[Excerpts from point annotation data]
###

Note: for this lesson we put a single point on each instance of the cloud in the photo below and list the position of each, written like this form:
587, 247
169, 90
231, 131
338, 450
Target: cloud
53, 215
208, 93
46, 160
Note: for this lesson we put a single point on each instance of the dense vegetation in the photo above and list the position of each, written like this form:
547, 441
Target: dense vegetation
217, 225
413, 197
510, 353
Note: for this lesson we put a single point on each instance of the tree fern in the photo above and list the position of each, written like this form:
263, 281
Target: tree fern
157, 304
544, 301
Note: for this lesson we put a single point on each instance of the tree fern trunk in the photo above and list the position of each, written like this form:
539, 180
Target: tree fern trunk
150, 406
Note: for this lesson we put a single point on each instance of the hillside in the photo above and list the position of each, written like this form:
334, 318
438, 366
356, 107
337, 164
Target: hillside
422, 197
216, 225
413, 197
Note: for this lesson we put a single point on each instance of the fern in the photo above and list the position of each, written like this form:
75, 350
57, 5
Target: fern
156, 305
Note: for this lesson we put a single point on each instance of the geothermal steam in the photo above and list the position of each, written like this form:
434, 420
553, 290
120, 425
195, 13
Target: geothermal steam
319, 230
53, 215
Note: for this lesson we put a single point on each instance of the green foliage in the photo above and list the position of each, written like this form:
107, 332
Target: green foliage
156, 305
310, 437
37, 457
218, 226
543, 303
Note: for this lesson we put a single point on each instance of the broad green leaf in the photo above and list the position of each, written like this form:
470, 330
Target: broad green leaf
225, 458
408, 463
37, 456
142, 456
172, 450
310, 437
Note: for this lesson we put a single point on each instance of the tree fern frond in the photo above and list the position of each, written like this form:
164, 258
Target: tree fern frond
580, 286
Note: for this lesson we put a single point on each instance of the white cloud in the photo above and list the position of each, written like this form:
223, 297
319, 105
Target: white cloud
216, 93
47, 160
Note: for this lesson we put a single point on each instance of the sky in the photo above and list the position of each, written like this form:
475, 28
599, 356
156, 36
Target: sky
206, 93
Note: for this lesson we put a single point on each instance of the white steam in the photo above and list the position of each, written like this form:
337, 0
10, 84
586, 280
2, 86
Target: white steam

###

■ EXERCISE GOAL:
Write out the full listing exactly as given.

■ COMPLETE RESPONSE:
Note: for this lesson we put a single point on each instance of the cloud in the photo below and list the position of each, written like this form:
587, 247
169, 90
231, 131
338, 450
Target: cloud
53, 215
208, 93
46, 160
Note: for this lesson we put a single point on each instance of the dense vegetation in the photo above and list the position of each, written like this form:
547, 441
Target: dense vegetation
217, 225
413, 197
510, 353
Note: for this lesson we put a single point on each instance of the tree fern in the photo above and list the position of each, written like this form:
263, 281
Target: tree fern
157, 304
544, 301
Note: for this lesson we put a single point on each instance of the tree fern trunk in the photo above and list the position of each, written like this form:
539, 180
Target: tree fern trunk
150, 406
Note: for this lesson we put a single point on each instance of the hillside in the photo above and list the position of each, written like this form:
334, 318
438, 366
356, 107
337, 164
Target: hillside
422, 197
216, 225
413, 197
Note: for this lesson we put a single point on each instance of the fern in the photo above and list the position of each, written like this form:
75, 350
57, 5
Target: fern
156, 305
Note: for this lesson we put a single point on each instance of the geothermal steam in the photo above and list the position of each, written like this form:
434, 420
553, 290
120, 425
195, 13
Target: geothermal steam
319, 230
53, 215
Note: for this lesson we put a single point on each instance of the green foliage in the photo above and list the position of each, written like this form:
107, 332
Target: green foliage
156, 305
310, 437
37, 457
218, 226
543, 303
Note: for this lesson we put a single point on each instance of the broad green leaf in the photo above and list the position of each, written like this form:
470, 330
Target: broad green leaf
225, 458
408, 463
37, 456
142, 456
172, 450
310, 437
Note: for this lesson we put a single point on each instance of the tree fern frond in the photo above and list the position of each, written like this form:
164, 258
Target: tree fern frond
580, 286
Note: for this lesson we put a single point on each instance of the white cloud in the photo above and list the position of each, written like this form:
223, 297
319, 105
Target: white cloud
216, 93
47, 160
Note: for this lesson we put a single point on each instance of the sky in the photo above and list the position of each, written like this form:
475, 28
599, 356
156, 36
Target: sky
206, 93
Note: for this lesson we put a single point on each instance of the white steam in the photo above and list the position of each, written like this form:
337, 0
10, 84
586, 280
2, 86
Target: white steam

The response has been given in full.